> **PROBLEM STATEMENT**:
Reproduce the data below line for line, changing nothing.
-=-=-=-=-
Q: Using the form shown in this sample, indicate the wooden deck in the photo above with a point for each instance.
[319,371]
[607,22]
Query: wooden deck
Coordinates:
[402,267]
-=-=-=-=-
> **TASK SOLUTION**:
Q: Using the form shown in this sample, indicate the wooden deck in the photo above with a point for each instance.
[319,371]
[607,22]
Query: wooden deck
Coordinates:
[402,267]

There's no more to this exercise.